BEGIN Selected text

My train was half an hour late and therefore I was the last to arrive at a meeting of the Committee on the Achievement Award given by the Chi Omega Society each year to an outstanding woman.
These are some of the nicest meetings I have ever attended. We always talk about people in whom one can not help but be interested and it is particularly diverting to get the different points of view of the members of the committee because we all represent such different phases of existence!
At luncheon when we talk of anything that comes into our heads, we found ourselves discussing the possibility of retaining the maximum of intuition, which is a woman's natural gift, and yet cultivating the powers of reason which are as a rule more predominant in a man. From that we went to the habit we have all fallen into of talking and writing about communism and fascism and forgetting to discuss democracy which is after all our great interest.
From there I went to a business meeting and at four o'clock attended the sale for the blind. Then a few minutes at the dentist and another business meeting at the Todhunter School.
I have been reading some very interesting stories on Presidents' wives which I hope will appear in print before long, for to many of us some of the ladies have hardly had a name much less a personality. They really were interesting and in different ways left a mark on their time. Peggy Eaton while not that of a wife of a President is interesting because she affected a whole administration, upset a Cabinet and the ladies of Washington both American and foreign. She behaved as thoughtlessly as groups of men and women often have in the past and still do in the present.

END Selected text
BEGIN Dataset

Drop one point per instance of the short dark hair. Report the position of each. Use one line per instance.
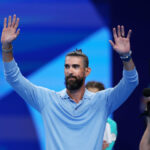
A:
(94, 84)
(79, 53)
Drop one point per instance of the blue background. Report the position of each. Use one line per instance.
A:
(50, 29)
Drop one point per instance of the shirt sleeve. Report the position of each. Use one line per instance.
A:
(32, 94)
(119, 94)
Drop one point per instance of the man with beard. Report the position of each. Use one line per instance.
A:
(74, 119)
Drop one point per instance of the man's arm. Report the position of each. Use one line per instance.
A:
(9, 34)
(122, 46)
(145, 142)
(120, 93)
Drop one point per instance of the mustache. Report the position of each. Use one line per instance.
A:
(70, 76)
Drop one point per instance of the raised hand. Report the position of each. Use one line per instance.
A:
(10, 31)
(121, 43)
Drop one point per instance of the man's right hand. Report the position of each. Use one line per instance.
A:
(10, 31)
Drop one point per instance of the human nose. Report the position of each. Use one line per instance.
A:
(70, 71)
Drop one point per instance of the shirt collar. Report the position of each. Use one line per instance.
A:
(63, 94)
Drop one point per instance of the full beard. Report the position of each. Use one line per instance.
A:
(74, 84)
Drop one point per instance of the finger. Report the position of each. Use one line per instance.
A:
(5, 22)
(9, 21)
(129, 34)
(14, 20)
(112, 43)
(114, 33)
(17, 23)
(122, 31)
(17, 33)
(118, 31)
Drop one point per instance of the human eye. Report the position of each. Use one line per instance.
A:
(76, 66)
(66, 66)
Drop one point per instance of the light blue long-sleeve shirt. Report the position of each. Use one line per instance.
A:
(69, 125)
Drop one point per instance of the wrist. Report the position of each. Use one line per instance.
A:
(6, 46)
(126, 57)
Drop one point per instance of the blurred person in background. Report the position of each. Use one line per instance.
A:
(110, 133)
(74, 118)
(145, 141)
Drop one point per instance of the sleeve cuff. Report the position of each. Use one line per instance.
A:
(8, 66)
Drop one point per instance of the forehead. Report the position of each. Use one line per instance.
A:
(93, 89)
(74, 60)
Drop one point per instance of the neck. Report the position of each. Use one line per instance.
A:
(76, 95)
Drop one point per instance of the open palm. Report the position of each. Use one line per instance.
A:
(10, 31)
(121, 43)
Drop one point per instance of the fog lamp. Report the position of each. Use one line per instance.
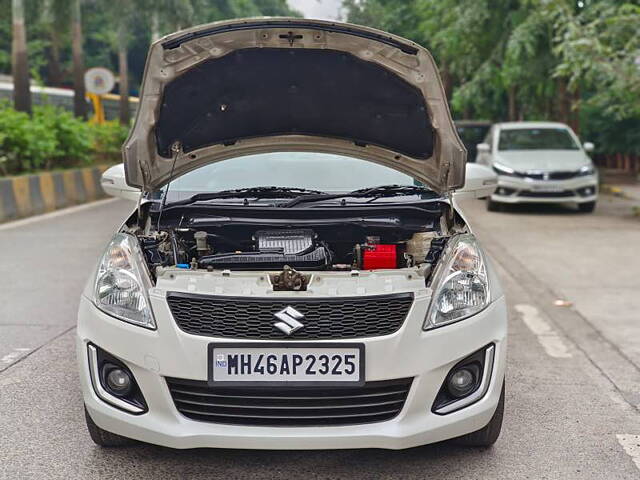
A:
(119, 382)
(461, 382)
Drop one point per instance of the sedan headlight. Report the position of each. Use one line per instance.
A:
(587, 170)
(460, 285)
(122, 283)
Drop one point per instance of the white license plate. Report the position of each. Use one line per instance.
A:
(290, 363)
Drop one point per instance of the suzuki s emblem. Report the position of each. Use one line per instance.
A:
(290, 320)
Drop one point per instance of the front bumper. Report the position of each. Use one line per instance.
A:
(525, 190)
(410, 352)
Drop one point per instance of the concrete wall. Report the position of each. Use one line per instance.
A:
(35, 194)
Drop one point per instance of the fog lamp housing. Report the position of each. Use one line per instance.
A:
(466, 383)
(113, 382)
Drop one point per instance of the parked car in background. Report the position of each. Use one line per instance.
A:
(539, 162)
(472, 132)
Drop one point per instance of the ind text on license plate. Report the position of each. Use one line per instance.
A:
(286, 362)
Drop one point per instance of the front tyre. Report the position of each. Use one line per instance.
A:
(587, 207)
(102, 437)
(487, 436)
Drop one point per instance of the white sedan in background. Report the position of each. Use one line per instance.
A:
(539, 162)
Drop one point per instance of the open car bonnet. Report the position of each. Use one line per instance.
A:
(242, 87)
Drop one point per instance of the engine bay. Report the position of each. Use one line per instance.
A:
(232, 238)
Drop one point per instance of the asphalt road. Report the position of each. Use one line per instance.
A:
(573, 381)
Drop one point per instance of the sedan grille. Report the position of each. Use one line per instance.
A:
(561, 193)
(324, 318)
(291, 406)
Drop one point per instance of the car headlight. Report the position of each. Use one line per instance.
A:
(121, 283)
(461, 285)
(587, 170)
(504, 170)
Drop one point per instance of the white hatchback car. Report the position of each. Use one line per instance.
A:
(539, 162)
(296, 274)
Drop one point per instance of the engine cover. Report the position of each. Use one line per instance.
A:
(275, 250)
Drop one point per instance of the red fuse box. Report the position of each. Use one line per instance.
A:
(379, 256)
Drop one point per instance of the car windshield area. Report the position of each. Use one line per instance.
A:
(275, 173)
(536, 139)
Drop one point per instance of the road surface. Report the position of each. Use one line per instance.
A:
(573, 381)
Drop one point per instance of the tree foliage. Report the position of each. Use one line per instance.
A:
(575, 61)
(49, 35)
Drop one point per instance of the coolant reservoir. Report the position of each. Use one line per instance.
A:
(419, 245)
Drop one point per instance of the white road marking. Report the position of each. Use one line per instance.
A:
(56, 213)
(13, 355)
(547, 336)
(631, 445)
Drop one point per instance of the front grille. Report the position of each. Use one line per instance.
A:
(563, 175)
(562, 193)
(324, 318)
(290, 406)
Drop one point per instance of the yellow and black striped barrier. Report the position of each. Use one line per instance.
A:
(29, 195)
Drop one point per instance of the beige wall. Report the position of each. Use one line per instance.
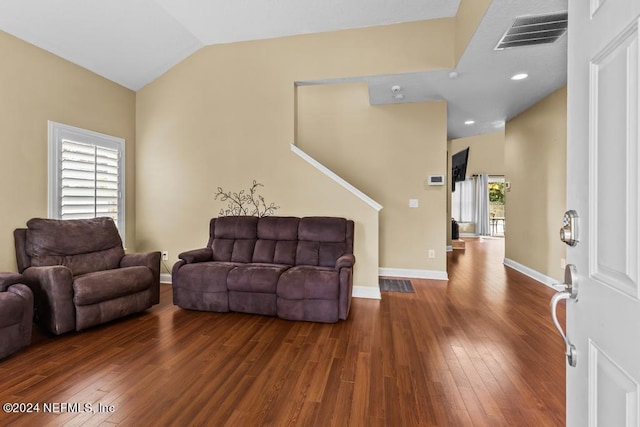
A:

END Dataset
BEGIN Dataset

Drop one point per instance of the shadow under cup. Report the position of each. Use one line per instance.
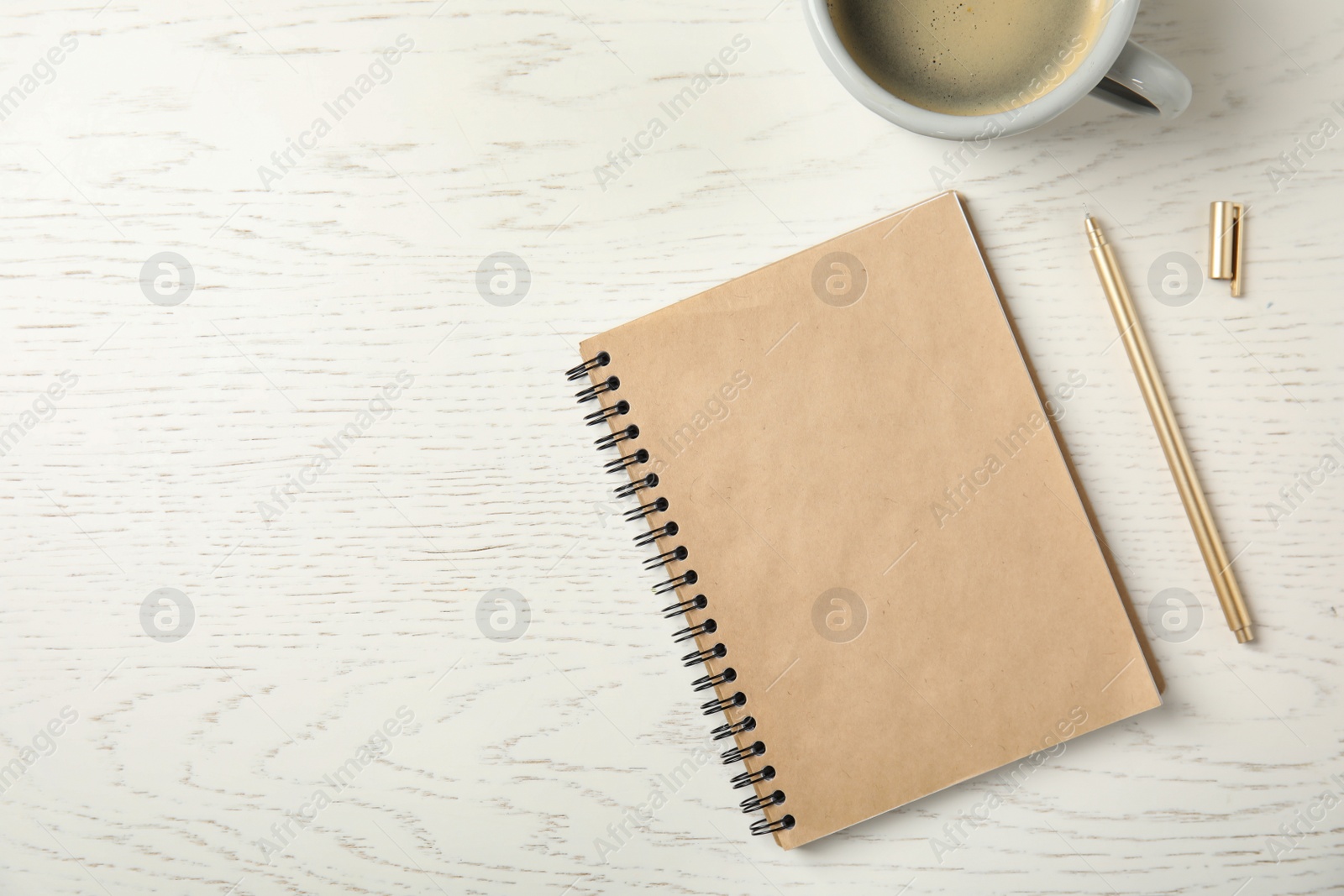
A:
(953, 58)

END Dataset

Answer these questions from the selected text:
1. How late was the writer's train?
2. At what time did the writer attend the sale for the blind?
3. Besides a Cabinet, whom did Peggy Eaton upset?

1. Half an hour.
2. At four o'clock.
3. The ladies of Washington, both American and foreign.